TEXT SHOWN –
On top of her diagnosis of PTSD, she also talked about the moral injury she suffered within the police culture. Not being heard or supported, being left to fend for herself even after she had told them many times that she was not coping and ignoring her cries for help.

 

It has been said that PTSD is not a mental illness but a mental injury. A normal reaction to an abnormal situation.

 

Nicole was anxious and depressed. Her mind kept going over the details of many of the cases she worked on. She was unable to sleep. But the anger she felt about how she had been treated by the police was her main complaint. This became a moral injury. She ruminated on it constantly. Rage emerged as a consequence of her thoughts. She would often say that she could not get out of her own head.

 

She started to drink excessively to calm her mind enough to sleep. She started to gamble. It provided a respite from her thoughts. As she said, “When I’m there, nothing else exists or matters. I get a break from myself. I don’t care about anything else. Time goes by and I’m just in the zone. I drink, smoke and gamble like there’s no tomorrow. And there is no tomorrow.”

 

The unhappy and troubled mind’s attention is locked in by the machine. The riveted attention induces dark flow and the player is free for awhile.

 

Rather than accepting flow as a natural consequence of our activity, which leads to personal growth, we can be chasing dark flow to relieve symptoms. As with all addictions, after awhile we no longer get the same rush. We need to increase the stakes to get the same thrill. It explains why gamblers bet more and more money in order to experience the high of dark flow.

 

It is also trying to get the reward without the hard work. It has been estimated that in order for the flow state to occur, we need a background of mastery in our field with at least 10 years of training and experience. Trying to get the fix without the hard work leads to the experience of its other side, despair. Even with hard work, chasing the flow for its own sake has disturbing side effects.

 

While we are seeking a state where the self is gone, we can also lose control over our context. It is one thing to be lost in a state of composing music, writing poetry or executing the skills of dance or a sport. These states either have a natural ending or we are left with a meaningful reward. But in gambling or gaming, the rewards are not there in the same way and in gambling especially, the losses can be disastrous and rather than contributing to our happiness, it leads us down the path of dark despair.

Phrase grounding data
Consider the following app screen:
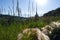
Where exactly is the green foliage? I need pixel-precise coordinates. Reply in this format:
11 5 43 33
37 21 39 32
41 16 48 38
50 27 60 40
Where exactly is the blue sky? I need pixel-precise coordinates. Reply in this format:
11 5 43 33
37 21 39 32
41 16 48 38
0 0 60 17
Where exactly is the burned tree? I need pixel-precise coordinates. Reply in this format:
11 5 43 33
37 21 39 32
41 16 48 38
16 0 21 16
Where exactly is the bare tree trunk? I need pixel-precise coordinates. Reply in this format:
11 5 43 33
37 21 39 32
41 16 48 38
16 0 21 16
12 0 15 16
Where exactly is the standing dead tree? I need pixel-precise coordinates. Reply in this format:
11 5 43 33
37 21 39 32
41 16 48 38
12 0 15 16
16 0 21 16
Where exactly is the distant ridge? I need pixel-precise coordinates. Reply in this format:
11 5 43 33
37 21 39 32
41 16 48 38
43 8 60 17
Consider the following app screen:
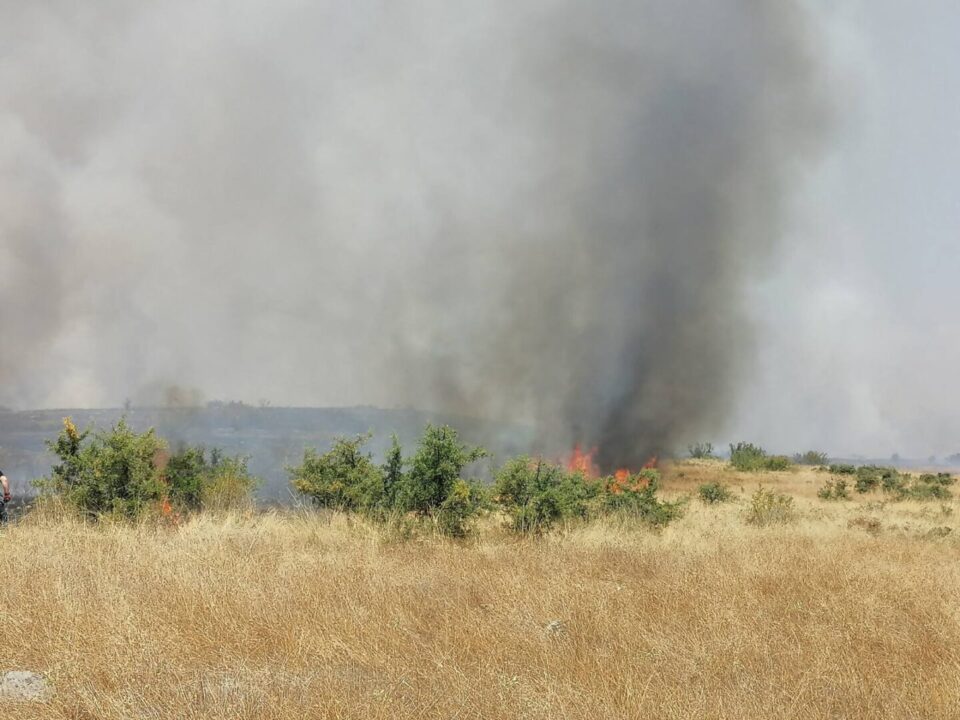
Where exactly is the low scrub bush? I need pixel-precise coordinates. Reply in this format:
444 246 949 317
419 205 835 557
793 450 828 467
903 473 956 500
34 418 166 518
697 482 733 505
601 469 683 527
828 464 857 475
287 435 384 511
493 457 599 534
747 486 797 527
288 425 489 537
730 442 791 472
687 443 716 460
163 447 258 511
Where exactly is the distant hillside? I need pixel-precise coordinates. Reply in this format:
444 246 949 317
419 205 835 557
0 403 531 500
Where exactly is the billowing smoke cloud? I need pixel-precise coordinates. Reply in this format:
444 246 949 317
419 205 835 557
0 0 822 467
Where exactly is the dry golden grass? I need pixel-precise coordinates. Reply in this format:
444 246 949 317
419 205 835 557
0 463 960 720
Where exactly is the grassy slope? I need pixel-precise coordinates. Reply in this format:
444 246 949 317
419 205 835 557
0 463 960 719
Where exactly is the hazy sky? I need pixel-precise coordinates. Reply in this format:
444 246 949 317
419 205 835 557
0 0 960 456
730 0 960 456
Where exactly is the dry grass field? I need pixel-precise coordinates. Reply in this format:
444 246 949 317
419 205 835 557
0 462 960 720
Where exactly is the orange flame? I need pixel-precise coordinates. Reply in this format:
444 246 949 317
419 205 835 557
567 444 600 478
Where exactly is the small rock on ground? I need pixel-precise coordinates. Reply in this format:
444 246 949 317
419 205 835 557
0 670 53 702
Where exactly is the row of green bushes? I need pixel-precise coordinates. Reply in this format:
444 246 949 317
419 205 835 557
817 465 956 500
34 418 257 518
35 419 680 537
687 442 828 472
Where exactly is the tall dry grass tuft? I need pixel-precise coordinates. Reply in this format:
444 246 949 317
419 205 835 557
0 471 960 720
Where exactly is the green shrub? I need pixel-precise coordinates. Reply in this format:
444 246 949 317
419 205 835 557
829 464 857 475
163 446 257 511
747 486 796 527
382 435 404 512
200 452 260 512
697 482 733 505
601 468 683 527
436 479 484 538
398 425 486 516
493 457 600 534
35 418 166 518
793 450 827 466
874 468 907 495
287 435 384 511
902 473 956 500
817 478 850 500
730 442 790 472
687 443 715 460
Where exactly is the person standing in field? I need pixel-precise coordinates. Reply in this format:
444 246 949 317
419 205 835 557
0 470 10 525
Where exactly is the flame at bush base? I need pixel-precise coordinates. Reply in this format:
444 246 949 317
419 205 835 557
564 444 658 493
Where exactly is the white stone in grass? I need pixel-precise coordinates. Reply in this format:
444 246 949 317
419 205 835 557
543 620 567 637
0 670 53 702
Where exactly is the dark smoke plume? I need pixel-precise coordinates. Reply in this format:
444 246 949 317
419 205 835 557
0 0 822 467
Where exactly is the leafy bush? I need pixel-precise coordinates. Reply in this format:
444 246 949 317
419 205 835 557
383 435 404 509
200 453 259 511
287 435 384 511
829 464 857 475
163 447 257 510
493 457 599 534
398 425 486 515
903 473 956 500
35 418 165 518
687 443 715 460
436 479 492 538
601 469 683 527
730 442 790 472
697 482 733 505
817 478 850 500
793 450 827 466
747 486 796 527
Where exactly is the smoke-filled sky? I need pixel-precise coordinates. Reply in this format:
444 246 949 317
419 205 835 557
0 0 960 456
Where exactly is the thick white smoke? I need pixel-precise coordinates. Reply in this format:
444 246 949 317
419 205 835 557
0 0 822 465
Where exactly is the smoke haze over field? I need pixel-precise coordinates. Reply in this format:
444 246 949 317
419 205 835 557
0 0 948 467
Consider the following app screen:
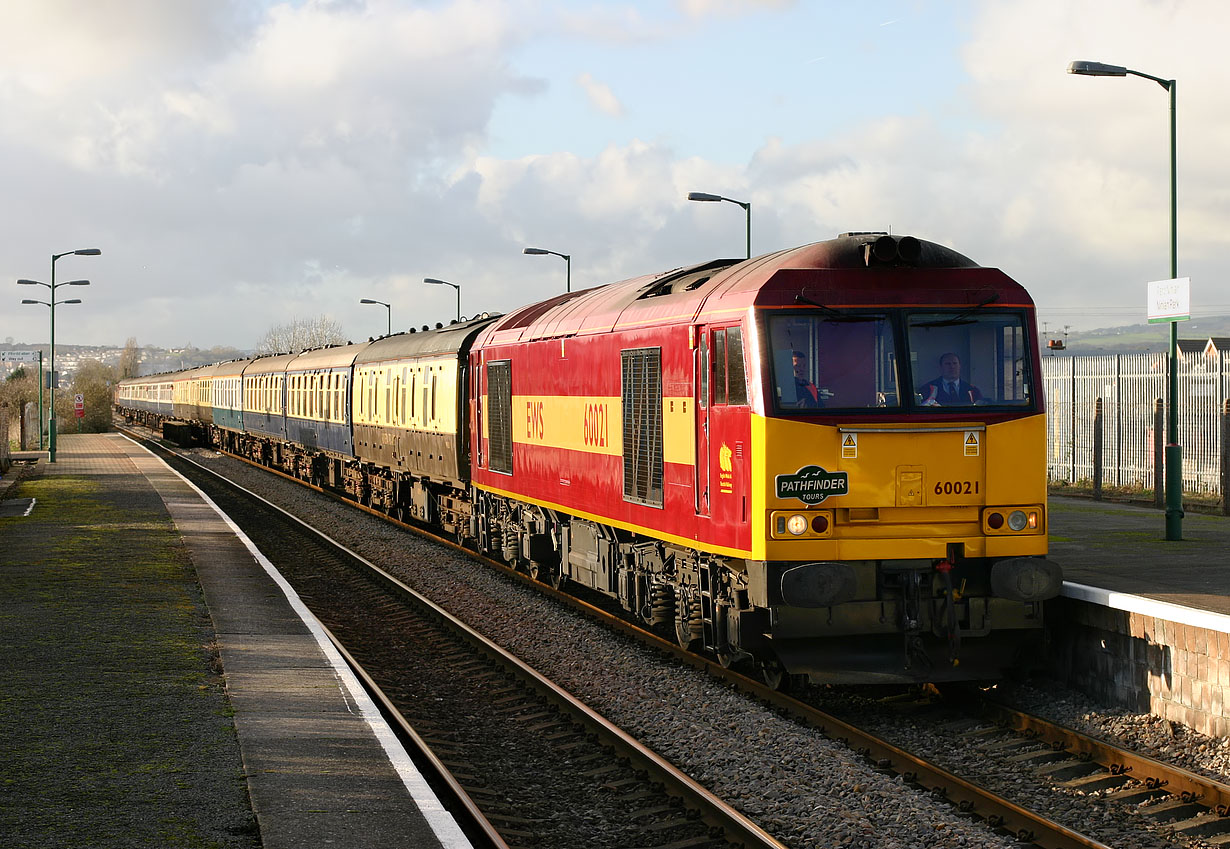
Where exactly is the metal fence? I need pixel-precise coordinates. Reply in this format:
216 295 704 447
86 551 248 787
1042 352 1230 495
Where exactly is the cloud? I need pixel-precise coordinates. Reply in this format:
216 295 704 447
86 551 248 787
0 0 1230 347
577 74 624 118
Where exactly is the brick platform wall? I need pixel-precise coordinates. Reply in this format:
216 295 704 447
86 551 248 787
1047 598 1230 737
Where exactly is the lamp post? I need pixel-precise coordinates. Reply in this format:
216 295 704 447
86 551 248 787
17 247 102 463
423 277 461 321
1068 62 1183 540
522 247 572 292
688 192 752 260
359 298 392 336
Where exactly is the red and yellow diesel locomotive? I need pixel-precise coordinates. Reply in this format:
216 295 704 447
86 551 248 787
117 234 1061 683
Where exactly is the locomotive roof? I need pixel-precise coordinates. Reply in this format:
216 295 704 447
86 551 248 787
481 233 1032 345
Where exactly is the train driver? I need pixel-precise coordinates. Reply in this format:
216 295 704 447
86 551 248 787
791 351 824 409
919 351 983 407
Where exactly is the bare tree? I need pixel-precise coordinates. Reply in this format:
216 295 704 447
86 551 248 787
256 315 346 354
116 336 141 380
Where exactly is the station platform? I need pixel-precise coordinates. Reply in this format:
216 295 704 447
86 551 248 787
1047 497 1230 737
0 434 470 849
1048 496 1230 617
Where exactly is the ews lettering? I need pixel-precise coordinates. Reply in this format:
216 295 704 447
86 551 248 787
585 404 610 448
525 401 544 440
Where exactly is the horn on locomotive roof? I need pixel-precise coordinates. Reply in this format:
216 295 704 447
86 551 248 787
862 234 923 268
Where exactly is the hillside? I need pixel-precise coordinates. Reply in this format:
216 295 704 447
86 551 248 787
1039 315 1230 357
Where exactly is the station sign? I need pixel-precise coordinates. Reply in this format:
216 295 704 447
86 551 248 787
1149 277 1192 325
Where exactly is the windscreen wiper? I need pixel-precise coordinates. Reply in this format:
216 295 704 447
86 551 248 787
914 293 999 327
795 292 883 322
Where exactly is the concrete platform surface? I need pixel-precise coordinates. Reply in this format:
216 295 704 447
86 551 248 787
1049 497 1230 615
0 434 470 849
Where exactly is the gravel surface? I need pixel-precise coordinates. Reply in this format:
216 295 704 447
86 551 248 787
186 450 1228 849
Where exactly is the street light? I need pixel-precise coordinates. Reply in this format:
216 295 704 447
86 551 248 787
1068 62 1183 540
423 277 461 321
17 247 102 463
359 298 392 336
522 247 572 292
688 192 752 260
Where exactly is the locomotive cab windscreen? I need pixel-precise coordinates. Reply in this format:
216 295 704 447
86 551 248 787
768 308 1036 415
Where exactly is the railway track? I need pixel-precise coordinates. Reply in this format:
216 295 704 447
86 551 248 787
124 423 1216 848
148 433 784 849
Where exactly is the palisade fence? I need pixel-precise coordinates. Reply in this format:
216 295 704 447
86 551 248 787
1042 352 1230 500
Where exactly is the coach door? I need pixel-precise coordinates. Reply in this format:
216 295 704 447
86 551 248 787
692 327 710 516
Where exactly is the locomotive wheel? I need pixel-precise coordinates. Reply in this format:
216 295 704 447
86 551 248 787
756 661 807 693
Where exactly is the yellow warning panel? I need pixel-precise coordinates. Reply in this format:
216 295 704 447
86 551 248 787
841 433 859 460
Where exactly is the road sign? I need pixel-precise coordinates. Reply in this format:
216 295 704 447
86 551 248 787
1149 277 1192 325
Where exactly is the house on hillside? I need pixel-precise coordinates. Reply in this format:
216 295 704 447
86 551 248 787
1178 336 1230 359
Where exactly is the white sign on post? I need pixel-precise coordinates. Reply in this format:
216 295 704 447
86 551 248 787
1149 277 1192 325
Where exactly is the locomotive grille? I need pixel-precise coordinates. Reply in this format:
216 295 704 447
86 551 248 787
487 359 513 475
621 348 663 507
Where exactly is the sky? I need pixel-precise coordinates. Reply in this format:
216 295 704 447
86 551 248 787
0 0 1230 349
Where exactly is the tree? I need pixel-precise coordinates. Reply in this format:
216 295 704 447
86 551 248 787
0 365 38 450
256 315 346 354
117 336 141 380
55 359 116 433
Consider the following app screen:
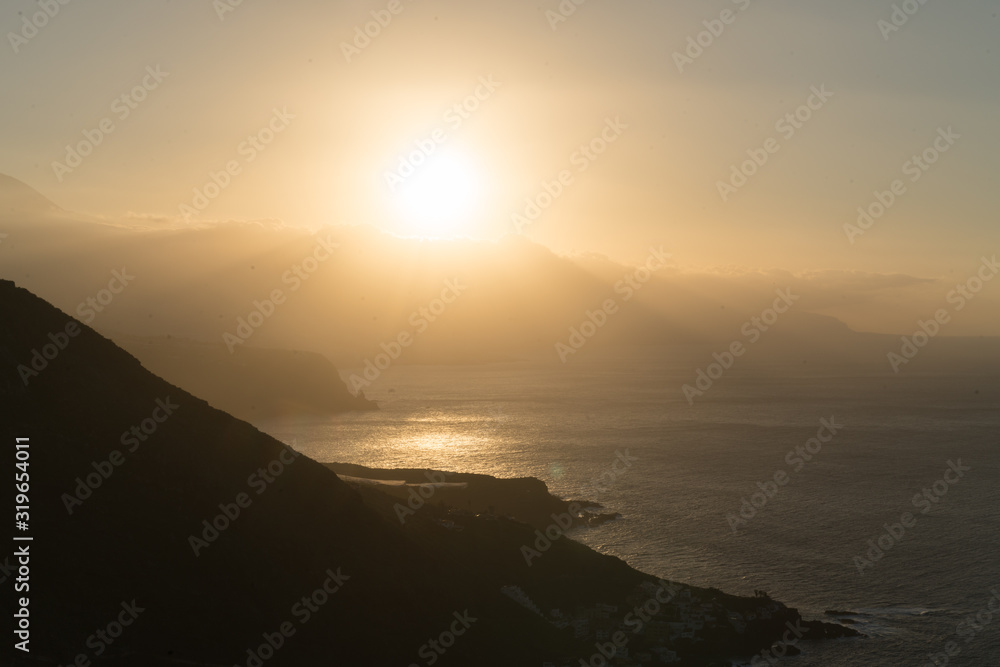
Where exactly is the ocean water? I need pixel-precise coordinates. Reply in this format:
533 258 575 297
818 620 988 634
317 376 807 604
258 359 1000 667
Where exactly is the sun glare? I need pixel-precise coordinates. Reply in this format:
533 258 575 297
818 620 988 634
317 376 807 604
395 152 483 237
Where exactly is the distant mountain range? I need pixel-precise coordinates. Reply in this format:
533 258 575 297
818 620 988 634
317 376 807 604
0 176 1000 376
0 281 852 667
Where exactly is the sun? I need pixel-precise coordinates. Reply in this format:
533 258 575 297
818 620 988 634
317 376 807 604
394 150 483 238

WHAT IS REQUIRED – Continue the text on PTSD, moral injury and the dark flow of gambling, starting after its last sentence.

TASK OUTPUT –
 

To have the state of flow bequeathed on us as a result of hard work, attention, dedication and direction is one thing. But to chase this state for its rewards through addictions is trying to cut out the middle man. And as already said, the middle man - the ego - is still necessary. It needs to voluntarily surrender to the experience of the whole. Not be flogged into submission while we try to fly the plane without a pilot. The pilot needs to come along for the ride. Otherwise, we will crash without it doing its job. The ego has a place, and we cannot operate functionally without it. It just needs to know its place.

 

As we have seen, many of our problem behaviours are actually misdirected attempts at attaining a blissful state away from our own thinking. Many forms of mental illness are an attempt to escape an unbearable inner or outer reality. Drug and alcohol addiction is an attempt to loosen the grip of the mind and allow a free-floating state. Gambling is an attempt “to be in the zone” and escape from ourselves for awhile.

 

Similarly, love and sex addiction is about chasing the feeling of “being in love” which obsesses our thoughts  and gives us relief from our usual thinking. In effect, we are seeking relief from our own thoughts and the limited and limiting experiences they offer us.